EXERCISE TASKS
[A] In the guardianship debate transcript, to whom does Nader say Terri's guardianship should be shifted?
[B] List every person mentioned by name in the guardianship debate transcript.
[C] Continue the guardianship debate transcript after its last sentence.

** Opening SOURCE TEXT block **

NADER: I must say, I don't see a government interest in denying the parents their desire to take care of Terri. I don't see a government interest.
I think that shifting the guardianship from Michael to the mother and father of Terri is the way to resolve this. Nobody knows what Terri would say. She was alleged to have said something, hearsay, to the side of the family of her husband. She didn't talk about feeding tubes. She doesn't have a ventilator. She doesn't have a heart pump. I don't see the government interest.
So, this puts me on a different political spectrum than Eleanor Holmes Norton. And so, let me put it this way. The Democrats usually are very compassionate about preventing occupational diseases and air pollution and medical malpractice deaths and so on. And, on this, they seem to be in the harsh arena. Apart from all the quibbles about jurisdiction, we're getting right down to who should be the guardian here.
And, on the other hand, the Republicans were so vocal with their compassionate statements on Sunday about this one person. And they are about as cruel as I have seen a political party on hundreds of thousands of preventable deaths on the job, in the environment, and in hospital malpractice. Can you bridge that gap?
(CHEERING AND APPLAUSE)
NADER: Can you bridge that gap?
[National Right to Life legislative counsel Dorothy] TIMBS: Well -- well, first of all, you know, this issue is not about Republicans and Democrats. If you look at the House vote, you had almost as many Democrats who voted for this issue as we had -- as we had Republicans. In the Senate, we had some disagreement about the form that the bill should take, but there was no formal objection. So, I'm not going to speak to that. If you disagree with Republicans' positions on other things, you know, I'm sorry for that. We're not even a Republican organization. This issue is about the rights of just people with disabilities.
Senator Harkin recognized that. And that's why he took the lead on this as well. And I'm happy to hear that you agree that the guardianship should go to the parents, which...
Eleanor Holmes Norton, Alan Dershowitz, who, like Ralph Nader, is an honest guy, says that this -- if this were a death penalty case and the legislature was saying no, the liberals would be jumping up and down. If you had some murderer, a murderer who was about to be murdered and the -- and this sort of thing was going on to save -- to make sure he was killed, the liberals wouldn't like it. Isn't that true?

** Closing SOURCE TEXT block **
** Opening EXERCISE DATA block **

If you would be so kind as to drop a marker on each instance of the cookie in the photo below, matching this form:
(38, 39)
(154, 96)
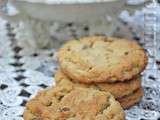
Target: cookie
(117, 89)
(130, 100)
(102, 59)
(66, 103)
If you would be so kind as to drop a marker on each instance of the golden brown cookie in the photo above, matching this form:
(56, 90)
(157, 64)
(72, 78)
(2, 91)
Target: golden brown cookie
(62, 103)
(130, 100)
(117, 89)
(102, 59)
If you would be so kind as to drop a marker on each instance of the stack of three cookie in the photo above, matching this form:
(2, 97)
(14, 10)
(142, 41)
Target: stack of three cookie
(109, 64)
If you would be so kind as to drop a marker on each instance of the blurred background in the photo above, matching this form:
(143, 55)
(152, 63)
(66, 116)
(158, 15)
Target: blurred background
(31, 31)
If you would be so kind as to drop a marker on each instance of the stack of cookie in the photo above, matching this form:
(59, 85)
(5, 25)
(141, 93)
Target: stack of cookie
(108, 64)
(73, 103)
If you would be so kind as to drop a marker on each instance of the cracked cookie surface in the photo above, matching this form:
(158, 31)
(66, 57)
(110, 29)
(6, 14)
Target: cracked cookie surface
(117, 89)
(67, 103)
(102, 59)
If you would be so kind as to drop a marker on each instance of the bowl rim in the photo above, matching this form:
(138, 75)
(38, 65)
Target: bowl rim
(67, 2)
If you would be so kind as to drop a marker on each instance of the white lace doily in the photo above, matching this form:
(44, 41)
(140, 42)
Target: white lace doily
(24, 71)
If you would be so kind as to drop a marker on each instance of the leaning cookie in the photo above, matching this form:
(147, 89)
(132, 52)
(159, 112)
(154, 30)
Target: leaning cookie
(117, 89)
(102, 59)
(63, 103)
(130, 100)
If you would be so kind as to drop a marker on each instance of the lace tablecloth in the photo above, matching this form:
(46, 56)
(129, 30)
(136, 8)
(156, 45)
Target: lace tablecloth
(24, 71)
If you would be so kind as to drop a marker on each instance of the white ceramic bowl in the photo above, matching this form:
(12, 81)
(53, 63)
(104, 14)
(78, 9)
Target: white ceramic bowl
(36, 14)
(69, 10)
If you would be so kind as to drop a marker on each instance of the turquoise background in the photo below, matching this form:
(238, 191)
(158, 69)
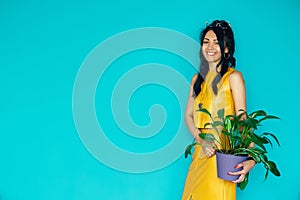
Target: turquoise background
(42, 46)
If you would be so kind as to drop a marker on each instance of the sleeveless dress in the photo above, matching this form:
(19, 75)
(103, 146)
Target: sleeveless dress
(202, 182)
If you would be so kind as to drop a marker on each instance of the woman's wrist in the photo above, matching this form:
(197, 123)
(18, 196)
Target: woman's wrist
(251, 158)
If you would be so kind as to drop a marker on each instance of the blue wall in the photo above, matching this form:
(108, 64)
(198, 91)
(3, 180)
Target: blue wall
(51, 149)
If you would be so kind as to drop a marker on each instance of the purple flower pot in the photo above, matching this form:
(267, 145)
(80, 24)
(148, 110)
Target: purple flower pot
(226, 163)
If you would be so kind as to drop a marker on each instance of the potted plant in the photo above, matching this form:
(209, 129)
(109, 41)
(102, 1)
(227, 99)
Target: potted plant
(240, 132)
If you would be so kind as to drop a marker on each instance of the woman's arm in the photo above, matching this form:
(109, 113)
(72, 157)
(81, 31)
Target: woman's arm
(189, 121)
(237, 86)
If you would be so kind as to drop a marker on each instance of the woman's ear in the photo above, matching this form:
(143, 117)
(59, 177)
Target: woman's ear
(226, 50)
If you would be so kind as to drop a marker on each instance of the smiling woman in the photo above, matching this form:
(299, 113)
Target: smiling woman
(217, 86)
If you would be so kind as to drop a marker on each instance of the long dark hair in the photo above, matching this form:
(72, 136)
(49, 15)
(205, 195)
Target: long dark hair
(225, 38)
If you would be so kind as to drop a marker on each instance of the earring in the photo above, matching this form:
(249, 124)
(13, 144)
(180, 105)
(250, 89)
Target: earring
(226, 56)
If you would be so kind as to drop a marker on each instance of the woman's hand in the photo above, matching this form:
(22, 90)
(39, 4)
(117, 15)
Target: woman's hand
(208, 149)
(247, 166)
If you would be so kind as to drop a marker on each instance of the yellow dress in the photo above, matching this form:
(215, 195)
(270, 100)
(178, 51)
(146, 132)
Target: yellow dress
(202, 182)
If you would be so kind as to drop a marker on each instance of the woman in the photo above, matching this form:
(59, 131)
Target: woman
(217, 86)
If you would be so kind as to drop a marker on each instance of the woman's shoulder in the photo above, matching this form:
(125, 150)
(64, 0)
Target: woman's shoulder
(194, 78)
(235, 76)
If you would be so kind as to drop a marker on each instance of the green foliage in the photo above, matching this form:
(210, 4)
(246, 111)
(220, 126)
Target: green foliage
(240, 132)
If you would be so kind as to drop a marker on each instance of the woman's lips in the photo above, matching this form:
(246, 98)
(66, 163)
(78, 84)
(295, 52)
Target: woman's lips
(211, 53)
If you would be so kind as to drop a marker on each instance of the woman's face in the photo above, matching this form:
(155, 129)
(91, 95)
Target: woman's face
(211, 49)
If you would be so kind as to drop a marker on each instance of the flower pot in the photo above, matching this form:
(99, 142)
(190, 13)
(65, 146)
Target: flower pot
(226, 163)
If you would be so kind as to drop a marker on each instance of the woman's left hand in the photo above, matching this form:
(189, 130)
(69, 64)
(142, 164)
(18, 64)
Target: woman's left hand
(246, 167)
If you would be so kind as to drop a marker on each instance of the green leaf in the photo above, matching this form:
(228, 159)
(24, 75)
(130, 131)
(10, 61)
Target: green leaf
(273, 136)
(268, 117)
(188, 150)
(221, 113)
(205, 111)
(258, 113)
(207, 124)
(217, 123)
(273, 168)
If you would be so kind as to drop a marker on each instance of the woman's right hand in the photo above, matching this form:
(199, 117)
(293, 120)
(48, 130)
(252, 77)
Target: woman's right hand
(209, 150)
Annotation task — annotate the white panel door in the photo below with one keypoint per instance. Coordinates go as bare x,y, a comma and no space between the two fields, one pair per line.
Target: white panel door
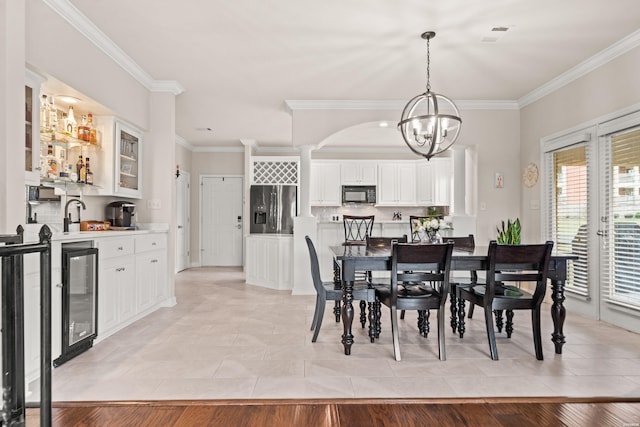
221,229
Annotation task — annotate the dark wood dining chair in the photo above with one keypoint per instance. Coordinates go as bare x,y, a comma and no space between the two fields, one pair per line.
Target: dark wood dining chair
332,291
413,219
357,228
511,263
381,242
411,263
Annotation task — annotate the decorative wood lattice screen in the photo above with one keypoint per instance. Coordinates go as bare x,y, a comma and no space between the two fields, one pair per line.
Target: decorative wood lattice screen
275,172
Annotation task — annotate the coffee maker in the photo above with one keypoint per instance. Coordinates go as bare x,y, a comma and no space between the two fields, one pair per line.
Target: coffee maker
119,215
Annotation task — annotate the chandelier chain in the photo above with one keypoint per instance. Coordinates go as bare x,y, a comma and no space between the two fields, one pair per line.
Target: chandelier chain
428,65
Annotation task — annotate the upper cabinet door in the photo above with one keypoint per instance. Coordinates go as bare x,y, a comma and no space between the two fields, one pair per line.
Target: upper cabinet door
32,127
435,181
359,173
325,184
128,164
397,184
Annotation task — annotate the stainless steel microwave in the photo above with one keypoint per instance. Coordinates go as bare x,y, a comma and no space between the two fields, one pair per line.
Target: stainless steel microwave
359,194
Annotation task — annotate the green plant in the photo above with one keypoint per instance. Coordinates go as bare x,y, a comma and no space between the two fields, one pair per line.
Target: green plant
509,234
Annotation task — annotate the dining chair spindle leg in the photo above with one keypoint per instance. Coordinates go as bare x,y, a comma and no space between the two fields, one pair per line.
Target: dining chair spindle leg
509,326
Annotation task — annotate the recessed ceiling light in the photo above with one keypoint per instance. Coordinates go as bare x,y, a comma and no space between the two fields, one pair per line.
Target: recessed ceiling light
495,33
68,99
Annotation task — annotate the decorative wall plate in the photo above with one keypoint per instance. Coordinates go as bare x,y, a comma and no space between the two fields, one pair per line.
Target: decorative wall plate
530,175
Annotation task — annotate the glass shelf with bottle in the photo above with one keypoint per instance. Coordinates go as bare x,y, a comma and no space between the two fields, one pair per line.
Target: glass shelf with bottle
59,126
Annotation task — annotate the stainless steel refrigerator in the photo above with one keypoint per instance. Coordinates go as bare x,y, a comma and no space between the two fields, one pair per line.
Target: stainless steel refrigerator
273,208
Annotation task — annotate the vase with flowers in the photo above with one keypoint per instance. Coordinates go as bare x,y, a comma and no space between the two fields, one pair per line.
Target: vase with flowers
427,230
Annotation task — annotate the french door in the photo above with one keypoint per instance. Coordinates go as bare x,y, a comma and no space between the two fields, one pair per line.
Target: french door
593,211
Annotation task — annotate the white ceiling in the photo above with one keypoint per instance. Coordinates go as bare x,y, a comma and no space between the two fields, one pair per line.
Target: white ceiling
239,60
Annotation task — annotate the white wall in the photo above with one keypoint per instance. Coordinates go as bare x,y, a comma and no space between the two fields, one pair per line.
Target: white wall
12,155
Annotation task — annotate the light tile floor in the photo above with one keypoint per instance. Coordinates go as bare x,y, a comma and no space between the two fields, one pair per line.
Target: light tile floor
228,340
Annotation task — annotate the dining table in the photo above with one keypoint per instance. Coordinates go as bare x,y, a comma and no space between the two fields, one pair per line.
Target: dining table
378,258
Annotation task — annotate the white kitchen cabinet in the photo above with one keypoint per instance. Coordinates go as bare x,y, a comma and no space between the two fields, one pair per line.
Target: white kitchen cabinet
32,127
151,255
116,284
358,173
119,170
397,184
434,182
325,184
329,234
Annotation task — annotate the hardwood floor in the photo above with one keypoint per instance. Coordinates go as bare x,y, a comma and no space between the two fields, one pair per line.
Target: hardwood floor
520,412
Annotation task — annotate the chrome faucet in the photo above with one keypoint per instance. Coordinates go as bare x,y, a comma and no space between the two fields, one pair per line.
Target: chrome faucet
67,216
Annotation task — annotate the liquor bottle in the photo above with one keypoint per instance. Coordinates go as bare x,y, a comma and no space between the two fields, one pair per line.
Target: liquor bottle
53,115
71,125
93,133
83,129
44,114
89,173
52,164
80,169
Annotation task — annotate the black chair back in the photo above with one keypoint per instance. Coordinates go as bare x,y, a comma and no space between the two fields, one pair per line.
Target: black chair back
357,228
518,263
315,267
466,244
416,263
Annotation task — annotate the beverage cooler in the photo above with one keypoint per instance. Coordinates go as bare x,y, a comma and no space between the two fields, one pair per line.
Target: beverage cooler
79,299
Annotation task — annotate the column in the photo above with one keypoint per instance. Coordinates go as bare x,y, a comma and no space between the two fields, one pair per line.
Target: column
305,180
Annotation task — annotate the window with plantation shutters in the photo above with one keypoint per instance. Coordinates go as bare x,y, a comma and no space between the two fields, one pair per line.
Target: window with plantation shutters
621,261
567,185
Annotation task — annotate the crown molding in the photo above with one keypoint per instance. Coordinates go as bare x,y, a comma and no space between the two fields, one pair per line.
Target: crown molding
218,149
88,29
363,150
170,86
618,48
299,104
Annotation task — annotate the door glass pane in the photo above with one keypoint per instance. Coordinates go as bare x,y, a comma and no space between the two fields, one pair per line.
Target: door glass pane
570,224
624,236
82,297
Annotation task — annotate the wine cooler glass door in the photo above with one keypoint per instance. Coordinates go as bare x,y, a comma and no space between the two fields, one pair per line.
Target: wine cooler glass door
79,302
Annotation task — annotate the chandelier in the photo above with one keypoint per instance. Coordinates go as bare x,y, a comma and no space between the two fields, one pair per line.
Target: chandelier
430,122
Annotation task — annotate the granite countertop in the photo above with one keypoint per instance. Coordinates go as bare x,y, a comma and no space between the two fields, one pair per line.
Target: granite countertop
32,230
382,221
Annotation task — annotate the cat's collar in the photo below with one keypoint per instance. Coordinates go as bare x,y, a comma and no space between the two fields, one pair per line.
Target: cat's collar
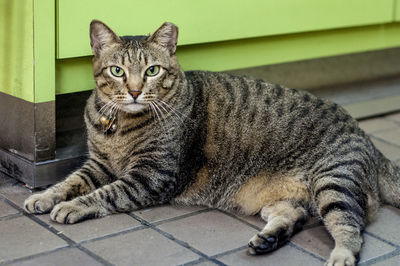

** Closing EXERCISE DATA block **

PER-TASK ANSWERS
[A] To Terri's mother and father, away from Michael.

[B] Terri, Michael, Eleanor Holmes Norton, Dorothy Timbs, Senator Harkin, Alan Dershowitz, and Ralph Nader.

[C]
[Delegate Eleanor Holmes] NORTON: I don't know what Alan is talking about.
The fact is that the right to life, let's base this on the fact that murderers can in fact go into court, but on a much more limited circumstance than was allowed for this single person in this case. And that's the important thing to remember. Yes, if the state is going to deprive you of your life, it is she who said that she did not want to live under these circumstances.
If the state is going to deprive you of your life -- if the state is going to deprive you of your life, then, of course, habeas corpus obtains, very limited habeas corpus today.
Nader asked Timbs and Norton a great question: Why aren't Republicans and Democrats consistently compassionate? Timbs and Norton filled the airspace with words but made no serious attempt to answer the question.
I'm not a Nader fan, but I can recognize a great question when I see it. I haven't seen much blogging about the Nader's contribution to the Schiavo debate, but, judging from the email I'm getting, people are focused on the fact that Nader took the side he did. I'd rather read answers, from Democrats and Republicans, that really try to face up to the challenging question he asked.
UPDATE: I'm getting email and seeing some blog posts trying to answer this question. One answer is that "compassion" is just self-serving rhetoric, which is owning up to the hypocrisy Nader implied by asking the question. Liberals try to meet the challenge of the question by saying that it is compassionate to allow Schiavo to die. Social conservatives try to meet the challenge of the question by saying that conservative economic policies really are compassionate -- Nader would require such intensive regulation that there would be economic effects that would hurt people much more than a little more air pollution and lower recoveries for medical malpractice.